──────── Provided data ────────

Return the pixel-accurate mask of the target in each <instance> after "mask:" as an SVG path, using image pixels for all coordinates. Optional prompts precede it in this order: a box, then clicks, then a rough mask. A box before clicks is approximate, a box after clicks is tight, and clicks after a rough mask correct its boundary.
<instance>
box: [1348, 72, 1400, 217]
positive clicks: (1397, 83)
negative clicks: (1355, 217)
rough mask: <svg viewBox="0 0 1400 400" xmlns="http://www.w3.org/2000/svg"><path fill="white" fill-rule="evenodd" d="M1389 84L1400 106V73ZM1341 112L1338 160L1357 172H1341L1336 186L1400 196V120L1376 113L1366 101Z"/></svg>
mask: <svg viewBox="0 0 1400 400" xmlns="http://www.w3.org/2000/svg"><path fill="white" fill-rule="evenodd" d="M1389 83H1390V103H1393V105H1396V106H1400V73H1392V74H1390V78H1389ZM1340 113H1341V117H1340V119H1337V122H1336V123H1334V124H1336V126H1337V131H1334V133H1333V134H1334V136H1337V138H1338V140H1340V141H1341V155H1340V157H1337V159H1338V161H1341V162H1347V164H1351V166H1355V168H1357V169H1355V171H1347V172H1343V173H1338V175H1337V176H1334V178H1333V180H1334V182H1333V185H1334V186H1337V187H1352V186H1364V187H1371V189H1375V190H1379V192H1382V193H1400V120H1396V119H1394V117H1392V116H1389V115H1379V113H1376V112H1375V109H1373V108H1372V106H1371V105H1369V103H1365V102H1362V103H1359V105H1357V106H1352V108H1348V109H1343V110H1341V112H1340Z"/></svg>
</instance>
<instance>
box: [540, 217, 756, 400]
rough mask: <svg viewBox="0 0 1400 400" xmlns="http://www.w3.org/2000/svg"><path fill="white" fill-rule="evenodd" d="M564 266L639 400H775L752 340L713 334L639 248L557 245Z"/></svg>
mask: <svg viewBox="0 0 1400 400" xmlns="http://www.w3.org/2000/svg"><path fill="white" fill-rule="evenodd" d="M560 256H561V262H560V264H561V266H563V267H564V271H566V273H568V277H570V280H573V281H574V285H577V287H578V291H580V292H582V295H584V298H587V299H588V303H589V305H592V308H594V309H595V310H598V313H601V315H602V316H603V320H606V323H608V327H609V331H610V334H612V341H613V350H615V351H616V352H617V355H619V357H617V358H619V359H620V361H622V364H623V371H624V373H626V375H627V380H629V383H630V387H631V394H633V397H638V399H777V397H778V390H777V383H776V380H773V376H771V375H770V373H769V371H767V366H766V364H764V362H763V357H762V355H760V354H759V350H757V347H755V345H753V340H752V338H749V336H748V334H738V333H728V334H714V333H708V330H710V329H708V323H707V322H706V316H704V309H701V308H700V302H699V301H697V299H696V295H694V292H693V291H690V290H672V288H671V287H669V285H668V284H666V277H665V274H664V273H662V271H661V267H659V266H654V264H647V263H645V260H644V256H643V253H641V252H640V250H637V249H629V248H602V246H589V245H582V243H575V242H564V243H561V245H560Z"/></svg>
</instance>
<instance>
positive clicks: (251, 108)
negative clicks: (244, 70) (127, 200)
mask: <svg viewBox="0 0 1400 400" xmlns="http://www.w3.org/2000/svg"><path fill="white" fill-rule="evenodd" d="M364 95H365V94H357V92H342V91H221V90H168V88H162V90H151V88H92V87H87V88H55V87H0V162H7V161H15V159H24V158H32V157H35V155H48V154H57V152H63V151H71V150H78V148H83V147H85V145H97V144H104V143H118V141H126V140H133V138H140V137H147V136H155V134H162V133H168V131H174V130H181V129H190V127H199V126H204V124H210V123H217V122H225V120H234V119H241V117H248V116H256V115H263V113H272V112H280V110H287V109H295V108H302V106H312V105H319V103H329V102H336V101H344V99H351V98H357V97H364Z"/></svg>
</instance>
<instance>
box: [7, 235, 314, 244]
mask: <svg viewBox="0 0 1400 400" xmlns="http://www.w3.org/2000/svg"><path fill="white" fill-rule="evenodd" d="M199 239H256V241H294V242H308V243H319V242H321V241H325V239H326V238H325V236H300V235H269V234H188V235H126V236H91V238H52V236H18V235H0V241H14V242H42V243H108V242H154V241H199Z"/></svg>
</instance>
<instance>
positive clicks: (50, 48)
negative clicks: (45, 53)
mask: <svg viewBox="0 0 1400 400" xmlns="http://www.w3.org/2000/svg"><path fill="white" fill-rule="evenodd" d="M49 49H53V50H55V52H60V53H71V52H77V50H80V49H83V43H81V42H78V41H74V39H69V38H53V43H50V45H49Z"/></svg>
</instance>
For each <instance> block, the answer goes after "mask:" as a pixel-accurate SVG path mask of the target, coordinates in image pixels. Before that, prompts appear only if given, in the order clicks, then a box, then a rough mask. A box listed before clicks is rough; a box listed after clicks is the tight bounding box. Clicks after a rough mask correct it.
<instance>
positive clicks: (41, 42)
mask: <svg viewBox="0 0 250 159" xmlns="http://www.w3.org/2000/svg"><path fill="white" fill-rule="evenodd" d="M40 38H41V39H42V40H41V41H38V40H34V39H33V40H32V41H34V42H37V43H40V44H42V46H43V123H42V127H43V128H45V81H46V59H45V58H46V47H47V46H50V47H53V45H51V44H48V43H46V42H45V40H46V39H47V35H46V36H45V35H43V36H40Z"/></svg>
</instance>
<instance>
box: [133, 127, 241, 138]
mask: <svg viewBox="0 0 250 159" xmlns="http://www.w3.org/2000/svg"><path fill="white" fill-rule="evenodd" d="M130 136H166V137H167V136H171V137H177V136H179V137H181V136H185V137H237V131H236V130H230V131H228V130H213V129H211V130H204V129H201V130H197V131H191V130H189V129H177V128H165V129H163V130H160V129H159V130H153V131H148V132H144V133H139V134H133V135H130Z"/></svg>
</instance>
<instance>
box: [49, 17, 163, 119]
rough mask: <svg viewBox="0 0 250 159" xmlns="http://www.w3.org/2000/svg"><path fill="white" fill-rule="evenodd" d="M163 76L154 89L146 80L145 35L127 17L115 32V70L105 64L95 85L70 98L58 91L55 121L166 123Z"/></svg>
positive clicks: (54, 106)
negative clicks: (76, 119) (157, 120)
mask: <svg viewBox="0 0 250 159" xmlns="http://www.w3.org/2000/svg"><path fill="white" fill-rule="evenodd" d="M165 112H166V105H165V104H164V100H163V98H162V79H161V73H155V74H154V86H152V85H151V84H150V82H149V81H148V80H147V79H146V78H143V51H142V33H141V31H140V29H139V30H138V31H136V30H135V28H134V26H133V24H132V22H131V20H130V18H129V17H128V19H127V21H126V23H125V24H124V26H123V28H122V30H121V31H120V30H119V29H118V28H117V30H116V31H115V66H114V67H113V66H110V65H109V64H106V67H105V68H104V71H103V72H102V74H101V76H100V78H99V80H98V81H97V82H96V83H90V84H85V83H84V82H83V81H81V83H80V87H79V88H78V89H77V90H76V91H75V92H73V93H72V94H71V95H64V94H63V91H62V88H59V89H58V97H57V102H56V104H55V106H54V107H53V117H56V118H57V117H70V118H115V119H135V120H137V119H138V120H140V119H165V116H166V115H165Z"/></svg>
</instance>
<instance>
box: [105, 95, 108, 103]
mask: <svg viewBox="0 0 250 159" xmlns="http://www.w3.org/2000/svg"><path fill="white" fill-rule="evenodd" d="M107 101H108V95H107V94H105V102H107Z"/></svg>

────────

* **What the exercise asks**:
In how many lines of the material does the string "target" appear? Reply with the number only.

* **Result of the exercise**:
2